### Task requirements
Restate the material verbatim, every line included.

### Provided material
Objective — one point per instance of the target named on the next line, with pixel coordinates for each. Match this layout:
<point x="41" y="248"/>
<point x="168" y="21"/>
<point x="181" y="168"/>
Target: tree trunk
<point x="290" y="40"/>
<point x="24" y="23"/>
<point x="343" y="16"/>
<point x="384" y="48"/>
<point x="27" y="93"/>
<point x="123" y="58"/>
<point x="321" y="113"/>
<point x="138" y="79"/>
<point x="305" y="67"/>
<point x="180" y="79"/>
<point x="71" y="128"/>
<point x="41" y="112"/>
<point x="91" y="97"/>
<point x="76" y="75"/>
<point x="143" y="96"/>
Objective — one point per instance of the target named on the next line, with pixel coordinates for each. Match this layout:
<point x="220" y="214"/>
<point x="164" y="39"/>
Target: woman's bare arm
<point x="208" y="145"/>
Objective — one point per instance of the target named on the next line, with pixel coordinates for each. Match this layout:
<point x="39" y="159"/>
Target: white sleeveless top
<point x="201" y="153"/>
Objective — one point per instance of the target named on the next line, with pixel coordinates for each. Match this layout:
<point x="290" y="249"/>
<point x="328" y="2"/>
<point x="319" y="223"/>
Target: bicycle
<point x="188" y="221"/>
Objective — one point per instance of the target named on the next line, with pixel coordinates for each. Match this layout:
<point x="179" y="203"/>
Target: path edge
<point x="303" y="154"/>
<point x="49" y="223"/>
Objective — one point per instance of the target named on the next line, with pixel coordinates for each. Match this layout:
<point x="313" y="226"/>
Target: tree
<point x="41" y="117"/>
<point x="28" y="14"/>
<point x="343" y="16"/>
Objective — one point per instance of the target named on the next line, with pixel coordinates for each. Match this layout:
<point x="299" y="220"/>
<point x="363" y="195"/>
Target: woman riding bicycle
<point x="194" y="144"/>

### Task result
Objective — one point per instance of the target named on the next line, with pixel coordinates for each. Match this layout:
<point x="41" y="248"/>
<point x="168" y="21"/>
<point x="181" y="168"/>
Target: tree trunk
<point x="290" y="40"/>
<point x="24" y="23"/>
<point x="343" y="16"/>
<point x="384" y="48"/>
<point x="27" y="93"/>
<point x="123" y="58"/>
<point x="321" y="113"/>
<point x="138" y="79"/>
<point x="305" y="67"/>
<point x="180" y="79"/>
<point x="71" y="128"/>
<point x="41" y="112"/>
<point x="91" y="97"/>
<point x="76" y="75"/>
<point x="143" y="96"/>
Objective — one point per instance of the target named on the next line, with pixel coordinates for each. Match this layout:
<point x="220" y="214"/>
<point x="164" y="39"/>
Target: woman's bare arm
<point x="208" y="145"/>
Objective — one point per instance of the target named on the next line, with pixel coordinates for each. Match this layout:
<point x="39" y="159"/>
Target: white sleeveless top
<point x="201" y="153"/>
Objective — one point per instance of the target named on the next line, with pixel coordinates for each. Match this layout:
<point x="290" y="249"/>
<point x="328" y="2"/>
<point x="319" y="223"/>
Target: bicycle
<point x="188" y="221"/>
Objective — one point per instance of the target named on the next line, with pixel coordinates for each. Match this layout:
<point x="179" y="203"/>
Target: path edge
<point x="303" y="154"/>
<point x="49" y="223"/>
Objective — one point per instance of the target named on the next line, with pixel coordinates for each. Match this layout:
<point x="313" y="226"/>
Target: tree
<point x="41" y="117"/>
<point x="28" y="14"/>
<point x="343" y="16"/>
Objective — one point per instance of the target named on the next line, with pixel coordinates for each. Match this layout:
<point x="299" y="220"/>
<point x="363" y="195"/>
Target: woman riding bicycle
<point x="194" y="144"/>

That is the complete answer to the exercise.